### PAGE TEXT
******************************

Figure 2a, b shows superconducting transition under different magnetic fields for sample 1 with PCC around P1 and P2 with magnetic field applied along c axis, respectively. Much higher magnetic field is needed to suppress superconductivity around P1 and P2 compared with that at ambient pressure15,18. To investigate the evolution of Hc2 under pressure, we plot Hc2 (determined by \({T}_{c}^{{zero}}\)) as a function of temperature under various pressures, as shown in Fig. 2c, d. The Hc2 shows strong pressure dependence. Hc2 dramatically increases with increasing the pressure, and reaches a local maximum value around P1. With further increasing the pressure, the Hc2 can be rapidly suppressed, as shown in Fig. 2c. When the pressure reaches P2, Hc2 dramatically increases to the maximum value, then Hc2 can be gradually suppressed with further increasing the pressure, as shown in Fig. 2d.

******************************

### WORK REQUIRED
Quote the passage on the upper critical field under pressure word for word, everything from "Figure 2a, b" down to "in Fig. 2d.".

### DATA SHOWN
******************************

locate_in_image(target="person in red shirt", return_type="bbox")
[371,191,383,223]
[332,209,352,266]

******************************

### TASK RESULT
Figure 2a, b shows superconducting transition under different magnetic fields for sample 1 with PCC around P1 and P2 with magnetic field applied along c axis, respectively. Much higher magnetic field is needed to suppress superconductivity around P1 and P2 compared with that at ambient pressure15,18. To investigate the evolution of Hc2 under pressure, we plot Hc2 (determined by \({T}_{c}^{{zero}}\)) as a function of temperature under various pressures, as shown in Fig. 2c, d. The Hc2 shows strong pressure dependence. Hc2 dramatically increases with increasing the pressure, and reaches a local maximum value around P1. With further increasing the pressure, the Hc2 can be rapidly suppressed, as shown in Fig. 2c. When the pressure reaches P2, Hc2 dramatically increases to the maximum value, then Hc2 can be gradually suppressed with further increasing the pressure, as shown in Fig. 2d.